§ **Material provided**:
_____

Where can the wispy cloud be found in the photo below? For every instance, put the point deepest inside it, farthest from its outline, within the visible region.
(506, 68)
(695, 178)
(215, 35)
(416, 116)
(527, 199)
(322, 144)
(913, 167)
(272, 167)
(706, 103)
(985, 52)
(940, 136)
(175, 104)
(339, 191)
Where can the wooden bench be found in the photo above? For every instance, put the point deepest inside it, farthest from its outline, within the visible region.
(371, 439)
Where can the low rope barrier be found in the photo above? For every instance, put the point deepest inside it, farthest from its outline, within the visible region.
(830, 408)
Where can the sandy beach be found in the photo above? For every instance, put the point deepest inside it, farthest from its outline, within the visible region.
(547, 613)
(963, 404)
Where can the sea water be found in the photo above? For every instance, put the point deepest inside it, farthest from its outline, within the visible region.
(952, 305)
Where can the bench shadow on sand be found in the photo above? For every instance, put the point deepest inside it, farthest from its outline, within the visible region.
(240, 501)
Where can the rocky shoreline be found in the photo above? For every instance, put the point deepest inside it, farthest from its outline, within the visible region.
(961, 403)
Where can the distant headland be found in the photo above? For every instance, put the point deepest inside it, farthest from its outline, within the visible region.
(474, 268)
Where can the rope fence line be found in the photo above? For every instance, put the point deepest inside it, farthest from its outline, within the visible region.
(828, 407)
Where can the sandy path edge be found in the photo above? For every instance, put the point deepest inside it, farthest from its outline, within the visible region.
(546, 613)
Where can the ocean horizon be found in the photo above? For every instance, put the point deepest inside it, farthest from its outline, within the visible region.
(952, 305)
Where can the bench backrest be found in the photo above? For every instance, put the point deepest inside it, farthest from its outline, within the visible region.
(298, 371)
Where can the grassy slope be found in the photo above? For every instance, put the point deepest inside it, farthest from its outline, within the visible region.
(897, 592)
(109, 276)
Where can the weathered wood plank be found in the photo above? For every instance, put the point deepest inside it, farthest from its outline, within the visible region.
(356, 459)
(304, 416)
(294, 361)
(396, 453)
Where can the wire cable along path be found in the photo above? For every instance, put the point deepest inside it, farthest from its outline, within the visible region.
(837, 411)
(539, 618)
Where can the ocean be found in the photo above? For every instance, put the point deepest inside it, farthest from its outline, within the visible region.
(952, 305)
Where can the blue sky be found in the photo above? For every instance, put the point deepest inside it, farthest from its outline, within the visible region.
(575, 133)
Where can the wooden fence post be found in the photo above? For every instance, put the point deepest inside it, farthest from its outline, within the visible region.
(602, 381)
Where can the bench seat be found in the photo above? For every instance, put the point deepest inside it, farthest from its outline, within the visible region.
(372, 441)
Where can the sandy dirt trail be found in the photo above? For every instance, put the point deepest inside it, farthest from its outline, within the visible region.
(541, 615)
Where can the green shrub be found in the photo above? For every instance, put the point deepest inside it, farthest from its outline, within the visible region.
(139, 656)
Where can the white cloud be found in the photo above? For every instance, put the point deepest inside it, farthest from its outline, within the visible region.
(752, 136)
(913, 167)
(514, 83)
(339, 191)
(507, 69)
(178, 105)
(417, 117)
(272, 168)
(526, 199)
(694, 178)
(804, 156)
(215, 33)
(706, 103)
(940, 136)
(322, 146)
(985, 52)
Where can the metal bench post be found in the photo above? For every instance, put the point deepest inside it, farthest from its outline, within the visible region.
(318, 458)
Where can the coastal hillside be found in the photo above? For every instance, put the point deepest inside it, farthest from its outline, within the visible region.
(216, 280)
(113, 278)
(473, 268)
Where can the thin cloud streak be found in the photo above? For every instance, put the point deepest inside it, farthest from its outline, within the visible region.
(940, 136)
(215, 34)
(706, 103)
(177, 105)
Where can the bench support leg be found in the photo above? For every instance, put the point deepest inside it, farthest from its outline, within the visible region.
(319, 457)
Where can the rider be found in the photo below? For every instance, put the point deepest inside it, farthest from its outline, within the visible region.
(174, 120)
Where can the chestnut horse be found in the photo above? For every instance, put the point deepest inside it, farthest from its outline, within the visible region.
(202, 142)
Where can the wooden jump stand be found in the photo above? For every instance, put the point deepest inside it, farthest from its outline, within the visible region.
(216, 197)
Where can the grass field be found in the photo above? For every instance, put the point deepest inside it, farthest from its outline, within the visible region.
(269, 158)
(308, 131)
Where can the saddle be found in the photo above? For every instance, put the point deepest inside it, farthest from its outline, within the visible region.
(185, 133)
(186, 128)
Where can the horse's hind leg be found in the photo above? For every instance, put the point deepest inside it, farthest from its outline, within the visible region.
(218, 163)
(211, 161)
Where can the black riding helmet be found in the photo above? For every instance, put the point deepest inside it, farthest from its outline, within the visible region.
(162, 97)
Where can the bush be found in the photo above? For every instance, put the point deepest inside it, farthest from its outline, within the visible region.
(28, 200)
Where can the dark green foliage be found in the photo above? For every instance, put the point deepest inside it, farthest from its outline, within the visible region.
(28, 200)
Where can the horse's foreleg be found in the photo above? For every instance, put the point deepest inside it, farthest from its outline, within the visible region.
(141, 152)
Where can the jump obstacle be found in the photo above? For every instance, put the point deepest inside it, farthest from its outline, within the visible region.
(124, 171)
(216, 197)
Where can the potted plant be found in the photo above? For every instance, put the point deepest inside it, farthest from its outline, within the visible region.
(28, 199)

_____

§ **Exercise prompt**: Rescale the part of the records that opens with the line containing "Where can the wooden jump" and continues through the end of the records, and reproduce only these lines, requests included. Multiply every point coordinate in the answers by 1.15 and round it to a whole number, with halves rounded up.

§ **The answer**:
Where can the wooden jump stand be found in the photo above? For every instance, put the point deepest inside it, farthest from its outline, within the visible region.
(248, 227)
Where can the grass field be found in the photo above? For every instance, put the point deepest inside it, farthest from its outline, within the visible region.
(309, 182)
(354, 151)
Where can the saddle be found in the photo above? For every instance, put the point deepest inside it, farthest from its outline, within the visible region.
(213, 153)
(214, 147)
Where can the horse's hind leg be found in the photo above? For every instance, put the point deepest inside it, farthest from its outline, within the visible region.
(251, 187)
(243, 185)
Where can the black riding helmet be found in the photo above? For every instance, put the point deepest inside it, farthest from its outline, within the visible region.
(186, 112)
Where can the bush be found in the photo above? For every instance, put the point deepest inside it, farthest from its outline, within the visible region.
(32, 230)
Where can the dark green foliage be found in the photo above? For every instance, put the point deepest inside it, farthest from its outline, within the visible region.
(32, 230)
Where can the horse's foreleg be found in the photo above? For every instance, put the point deepest inside it, farthest from its outline, within the visible region.
(162, 175)
Where can the jump obstacle be found in the photo above? For every instance, put the point deepest inside it, farthest from its outline, within the visible region.
(143, 197)
(248, 227)
Where can the potted plant be found in the photo above? For every instance, put the point deepest inside it, farthest from its outline, within the visible region.
(32, 229)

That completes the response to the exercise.